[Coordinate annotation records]

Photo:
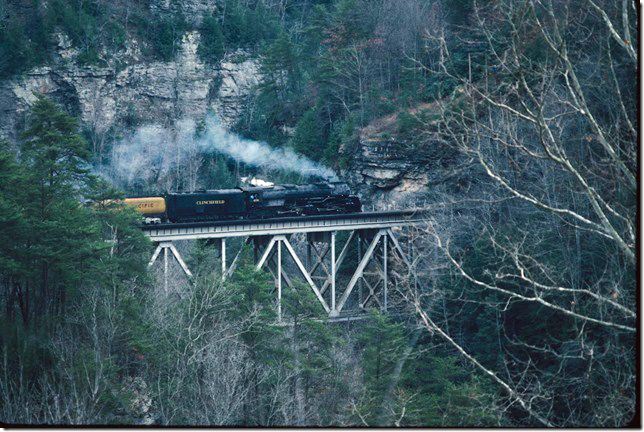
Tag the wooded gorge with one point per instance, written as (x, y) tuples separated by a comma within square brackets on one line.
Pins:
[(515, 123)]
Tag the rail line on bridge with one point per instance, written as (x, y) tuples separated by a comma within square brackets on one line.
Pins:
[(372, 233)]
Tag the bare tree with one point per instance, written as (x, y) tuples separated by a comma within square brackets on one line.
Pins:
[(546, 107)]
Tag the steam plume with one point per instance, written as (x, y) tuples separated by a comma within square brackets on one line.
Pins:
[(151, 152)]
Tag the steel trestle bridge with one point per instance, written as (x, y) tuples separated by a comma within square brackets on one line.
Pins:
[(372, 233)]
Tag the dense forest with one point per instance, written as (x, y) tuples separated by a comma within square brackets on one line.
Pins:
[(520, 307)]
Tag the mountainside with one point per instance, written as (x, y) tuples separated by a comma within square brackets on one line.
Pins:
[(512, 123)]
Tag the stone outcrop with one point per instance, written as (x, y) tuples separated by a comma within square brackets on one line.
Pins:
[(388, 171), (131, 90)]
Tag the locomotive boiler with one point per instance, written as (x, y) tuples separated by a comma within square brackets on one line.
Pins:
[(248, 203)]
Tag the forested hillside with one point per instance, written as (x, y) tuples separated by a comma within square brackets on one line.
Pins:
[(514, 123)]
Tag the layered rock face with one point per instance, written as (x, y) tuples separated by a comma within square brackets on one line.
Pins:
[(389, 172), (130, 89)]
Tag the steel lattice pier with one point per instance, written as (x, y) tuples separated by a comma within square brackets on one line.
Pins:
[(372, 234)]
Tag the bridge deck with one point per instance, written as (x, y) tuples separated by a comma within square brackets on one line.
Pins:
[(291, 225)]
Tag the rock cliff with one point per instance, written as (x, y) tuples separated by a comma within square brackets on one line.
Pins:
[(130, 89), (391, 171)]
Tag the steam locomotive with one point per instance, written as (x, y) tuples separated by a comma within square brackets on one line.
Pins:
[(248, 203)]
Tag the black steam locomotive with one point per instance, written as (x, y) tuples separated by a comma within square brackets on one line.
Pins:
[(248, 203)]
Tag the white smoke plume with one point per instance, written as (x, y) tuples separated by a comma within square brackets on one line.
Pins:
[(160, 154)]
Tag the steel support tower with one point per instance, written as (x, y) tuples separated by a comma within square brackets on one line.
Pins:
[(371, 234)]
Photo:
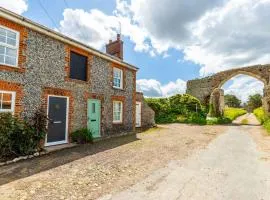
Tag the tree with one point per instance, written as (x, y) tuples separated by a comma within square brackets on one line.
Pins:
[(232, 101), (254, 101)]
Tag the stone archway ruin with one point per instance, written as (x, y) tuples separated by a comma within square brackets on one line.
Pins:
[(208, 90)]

* [To do]:
Put all of the material above into a two-column CSV headed input and output. Each row should pair one tagging line with the pins given for it, each field in double quotes with line breaks replaced by spaces, and the pictures left out.

* [Result of the task]:
input,output
"Photo: Tag the wooded gorge with one point per instance, written as (x, y) tuples separated by a comma within square brackets on one line. Pins:","[(515, 123)]"
"Tag the rail line on bridge with one point per instance, written as (x, y) tuples separated by a comma within square brackets on one line. Pins:","[(372, 233)]"
"Tag the bare tree with one point per instance, written as (x, y) tuples separated by a comma within square brackets on one line. Pins:","[(546, 107)]"
"Tag the steam plume with one point per instance, written as (x, y) tuples separated by a comma within square brackets on one line. Pins:","[(151, 152)]"
"Tag the steel trestle bridge with one point per instance, written as (x, y) tuples separated by a comma within square brackets on one line. Pins:","[(372, 233)]"
"Tag the dense forest with one point per instance, written as (x, y) tuples separated by a comma within square brackets on one line. Pins:","[(520, 307)]"
"Tag the mountainside with one point per instance, written as (x, y) tuples separated by a comma within square brackets on one line. Pins:","[(512, 123)]"
"Tag the stone outcrop with one point per instance, written as (x, y) tuples separated by a comma within square brackets on one line. Pins:","[(388, 171), (131, 90)]"
"Tag the locomotive boiler with one point per instance, written as (x, y) tuples separated by a comma within square brackets on one line. Pins:","[(248, 203)]"
"Tag the forested hillside with one point per instance, written as (x, y) tuples separated by a comma within square brackets on one line. Pins:","[(514, 123)]"
"Tag the layered rock face with one point per instance, written as (x, y) tuples separated by a comma within square brackets on one line. Pins:","[(389, 172), (130, 89)]"
"Tag the steel lattice pier with one point per instance, written as (x, y) tuples separated by a comma within square brackets on one line. Pins:","[(372, 234)]"
"Tag the bridge deck with one point per instance, written as (x, y) tuples separated by a comma within square brackets on one line. Pins:","[(291, 225)]"
"Tag the rock cliff with one point per instance, written as (x, y) tuples separated by a comma within square brackets on one line. Pins:","[(130, 89), (391, 171)]"
"Tag the steam locomotive with one point per instance, written as (x, y) tuples separated by a comma within square brackets on one line. Pins:","[(248, 203)]"
"Tag the black steam locomotive with one point per instance, written as (x, y) tuples separated by a comma within square brackets on one line. Pins:","[(248, 203)]"
"Tag the white smoke plume with one point per instance, written as (x, y) tuples separated by a comma within square brackets on one line. Pins:","[(160, 154)]"
"Tag the steel support tower with one point per instance, written as (x, y) tuples separated by a comma within square brackets on one line. Pins:","[(371, 234)]"
"Photo: Tag the tree with one point per instance, written as (x, y) tuples separated by a comma within square brackets on one line. Pins:","[(232, 101), (254, 101)]"
"Tag the stone archway ruin with one point per instance, written as (x, y) tuples separated by a comma within square brackets on one line. Pins:","[(208, 90)]"